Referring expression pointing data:

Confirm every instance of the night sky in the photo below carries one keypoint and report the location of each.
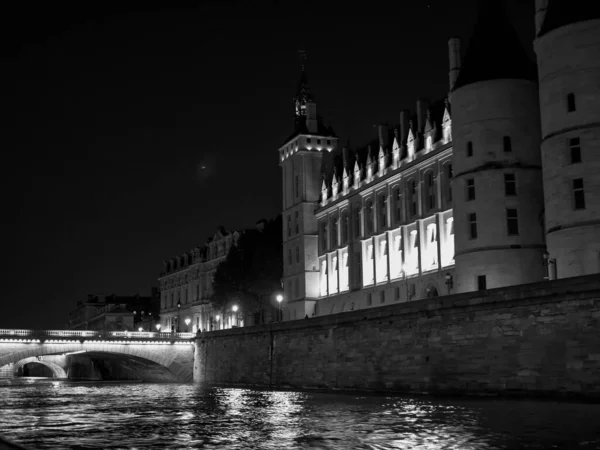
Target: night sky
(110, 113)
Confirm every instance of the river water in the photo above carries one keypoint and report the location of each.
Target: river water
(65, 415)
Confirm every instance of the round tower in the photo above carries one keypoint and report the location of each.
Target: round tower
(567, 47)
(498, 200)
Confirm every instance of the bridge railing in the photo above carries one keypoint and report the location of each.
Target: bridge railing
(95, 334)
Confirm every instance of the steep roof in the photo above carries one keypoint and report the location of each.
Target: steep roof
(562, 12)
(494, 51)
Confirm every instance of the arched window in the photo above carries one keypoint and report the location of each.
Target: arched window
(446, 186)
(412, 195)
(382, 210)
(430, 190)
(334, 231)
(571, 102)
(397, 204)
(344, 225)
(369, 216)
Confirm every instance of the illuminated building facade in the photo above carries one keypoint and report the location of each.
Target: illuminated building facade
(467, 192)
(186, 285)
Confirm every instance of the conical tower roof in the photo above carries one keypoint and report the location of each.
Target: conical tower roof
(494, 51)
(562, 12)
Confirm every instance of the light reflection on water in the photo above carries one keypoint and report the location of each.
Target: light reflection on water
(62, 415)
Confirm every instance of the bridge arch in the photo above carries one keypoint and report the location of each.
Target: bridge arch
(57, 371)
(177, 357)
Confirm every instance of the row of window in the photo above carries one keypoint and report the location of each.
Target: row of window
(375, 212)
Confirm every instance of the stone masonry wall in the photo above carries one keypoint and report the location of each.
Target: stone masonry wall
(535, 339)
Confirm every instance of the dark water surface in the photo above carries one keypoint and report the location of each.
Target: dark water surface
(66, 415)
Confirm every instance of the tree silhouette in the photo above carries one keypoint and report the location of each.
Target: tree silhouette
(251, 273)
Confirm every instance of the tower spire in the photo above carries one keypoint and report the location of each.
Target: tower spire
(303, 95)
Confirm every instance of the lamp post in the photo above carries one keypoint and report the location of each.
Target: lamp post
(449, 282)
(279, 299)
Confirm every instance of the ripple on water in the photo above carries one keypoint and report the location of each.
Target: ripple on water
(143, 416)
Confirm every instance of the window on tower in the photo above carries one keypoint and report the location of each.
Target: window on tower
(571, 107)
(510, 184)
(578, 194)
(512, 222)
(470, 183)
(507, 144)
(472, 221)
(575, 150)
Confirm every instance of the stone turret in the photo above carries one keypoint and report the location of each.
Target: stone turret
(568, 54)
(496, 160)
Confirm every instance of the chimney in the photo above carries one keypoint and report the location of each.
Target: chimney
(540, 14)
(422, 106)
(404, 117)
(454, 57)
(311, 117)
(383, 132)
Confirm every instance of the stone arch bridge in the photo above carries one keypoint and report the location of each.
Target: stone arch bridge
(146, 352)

* * *

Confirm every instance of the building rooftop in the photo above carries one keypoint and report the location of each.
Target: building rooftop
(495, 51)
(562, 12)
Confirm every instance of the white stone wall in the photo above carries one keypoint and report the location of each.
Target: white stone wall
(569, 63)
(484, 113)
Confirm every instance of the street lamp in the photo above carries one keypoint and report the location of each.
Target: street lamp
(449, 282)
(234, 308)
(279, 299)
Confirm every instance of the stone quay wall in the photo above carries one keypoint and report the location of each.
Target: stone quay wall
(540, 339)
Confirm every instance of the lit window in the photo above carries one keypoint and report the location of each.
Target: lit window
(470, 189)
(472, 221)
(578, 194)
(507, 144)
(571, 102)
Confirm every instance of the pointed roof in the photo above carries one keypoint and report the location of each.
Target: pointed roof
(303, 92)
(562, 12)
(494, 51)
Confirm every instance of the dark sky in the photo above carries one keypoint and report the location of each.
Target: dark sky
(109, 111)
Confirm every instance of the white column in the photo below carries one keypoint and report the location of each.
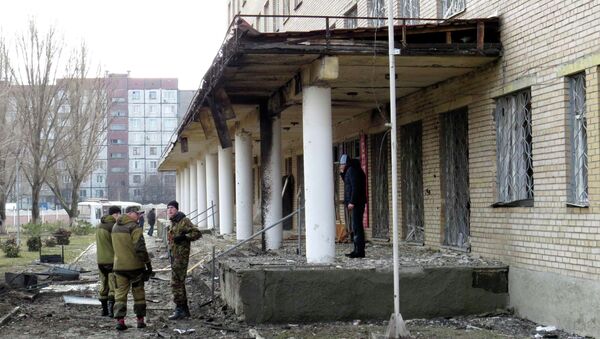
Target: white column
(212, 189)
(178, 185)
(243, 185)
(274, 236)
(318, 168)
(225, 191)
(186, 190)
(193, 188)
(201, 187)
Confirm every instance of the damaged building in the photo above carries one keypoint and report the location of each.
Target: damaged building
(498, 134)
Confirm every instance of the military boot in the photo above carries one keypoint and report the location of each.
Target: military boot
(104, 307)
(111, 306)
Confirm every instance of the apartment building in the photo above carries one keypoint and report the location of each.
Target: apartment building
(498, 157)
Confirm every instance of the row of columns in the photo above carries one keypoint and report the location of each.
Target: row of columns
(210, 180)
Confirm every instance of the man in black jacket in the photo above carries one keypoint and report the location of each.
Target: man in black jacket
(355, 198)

==

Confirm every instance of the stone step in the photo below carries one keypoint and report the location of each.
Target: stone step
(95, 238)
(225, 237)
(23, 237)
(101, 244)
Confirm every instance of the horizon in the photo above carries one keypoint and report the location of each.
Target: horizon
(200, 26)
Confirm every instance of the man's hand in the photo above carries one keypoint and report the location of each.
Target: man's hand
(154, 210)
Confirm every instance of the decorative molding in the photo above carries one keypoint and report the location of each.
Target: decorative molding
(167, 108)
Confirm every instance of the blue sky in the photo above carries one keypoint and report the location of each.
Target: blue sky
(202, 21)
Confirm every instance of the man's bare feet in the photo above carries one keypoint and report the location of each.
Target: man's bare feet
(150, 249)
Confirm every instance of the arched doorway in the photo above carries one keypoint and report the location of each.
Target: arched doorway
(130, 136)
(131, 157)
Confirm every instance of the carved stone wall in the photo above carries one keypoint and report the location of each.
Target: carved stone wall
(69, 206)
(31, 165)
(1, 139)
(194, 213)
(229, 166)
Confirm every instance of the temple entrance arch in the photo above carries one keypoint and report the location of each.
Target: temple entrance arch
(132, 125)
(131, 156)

### Task requirements:
Read through the entries above, and wherever a line holds the string "below", copy it.

### Response to this task:
Confirm every instance of the night sky in the photo below carries one keypoint and report the location of each.
Confirm every instance of the white column in the photo below carries one keypoint and report the location of each.
Confirm every instance of the stone step in the photo below carries one keypoint and report the location of each.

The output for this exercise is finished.